__Input__:
═══

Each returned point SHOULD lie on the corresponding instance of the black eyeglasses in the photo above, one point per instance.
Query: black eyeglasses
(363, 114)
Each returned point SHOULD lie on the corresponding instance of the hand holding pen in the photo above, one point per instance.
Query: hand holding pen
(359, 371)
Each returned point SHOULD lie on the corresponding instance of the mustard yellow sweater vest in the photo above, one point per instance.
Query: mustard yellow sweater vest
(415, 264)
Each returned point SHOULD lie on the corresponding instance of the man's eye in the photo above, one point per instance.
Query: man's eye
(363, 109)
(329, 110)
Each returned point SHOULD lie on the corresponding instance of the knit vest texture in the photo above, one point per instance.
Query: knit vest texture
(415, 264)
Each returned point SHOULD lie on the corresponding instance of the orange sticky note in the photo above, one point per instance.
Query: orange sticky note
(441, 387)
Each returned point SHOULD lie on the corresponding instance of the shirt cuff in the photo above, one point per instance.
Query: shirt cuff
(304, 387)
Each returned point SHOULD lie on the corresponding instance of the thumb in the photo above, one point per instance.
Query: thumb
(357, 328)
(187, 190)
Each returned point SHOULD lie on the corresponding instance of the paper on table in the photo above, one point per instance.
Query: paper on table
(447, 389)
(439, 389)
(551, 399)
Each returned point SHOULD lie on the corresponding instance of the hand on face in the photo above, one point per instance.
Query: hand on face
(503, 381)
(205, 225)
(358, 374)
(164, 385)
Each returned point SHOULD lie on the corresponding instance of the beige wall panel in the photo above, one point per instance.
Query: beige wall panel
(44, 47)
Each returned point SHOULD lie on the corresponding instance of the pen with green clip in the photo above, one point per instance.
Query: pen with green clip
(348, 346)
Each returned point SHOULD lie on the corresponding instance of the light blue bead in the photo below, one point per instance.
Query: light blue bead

═══

__What to do__: Every line above needs to be retyped exactly.

__Written response__:
Each returned point SHOULD lie on the corresponding instance of the black eyeglasses in the photo above, one point per instance.
Query: black eyeglasses
(363, 114)
Each returned point SHOULD lie on the corresponding instance of the hand holding pen in the photo above, one point per instance.
Query: hand holding pen
(359, 371)
Each returned point SHOULD lie on the corresponding instance of the mustard yellow sweater vest in the photo above, one point per instance.
Query: mustard yellow sweater vest
(415, 264)
Each returned point SHOULD lie on the corresponding instance of the man's eye in the photo above, one point per instance.
Query: man's eye
(363, 109)
(329, 110)
Each returned point SHOULD lie on the corresponding instance of the knit vest texture in the photo above, one point per instance.
Query: knit vest texture
(415, 264)
Each returned point SHOULD lie on the corresponding instance of the orange sticky note in the photo above, one point per instance.
Query: orange sticky note
(441, 387)
Each returned point SHOULD lie on the corresponding instance of the shirt cuff in the photo above, one point per instance.
Query: shirt cuff
(304, 387)
Each returned point SHOULD lie on the corresponding instance of the thumb in the photo above, one point per instance.
Query: thumb
(357, 328)
(187, 190)
Each returned point SHOULD lie on the corresponding instance of the paper on table in the photo above, one point per instance.
Query: paper on table
(447, 389)
(439, 389)
(551, 399)
Each returned point SHOULD lie on the corresponding instance of the hand on face in the photo above, one point per instance.
Query: hand on face
(503, 381)
(205, 225)
(358, 374)
(164, 385)
Each returned point SHOULD lie on the corresponding instance of the beige wall panel in the photo above, one point per instance.
Query: beige wall panel
(44, 47)
Each returned point SHOULD lie on the corresponding instance of the pen with green clip in the photo above, one point per instance.
Query: pen with green clip
(348, 346)
Each returned point SHOULD lie on the corresponding instance of the light blue bead in the photo below, one point per instance.
Query: light blue bead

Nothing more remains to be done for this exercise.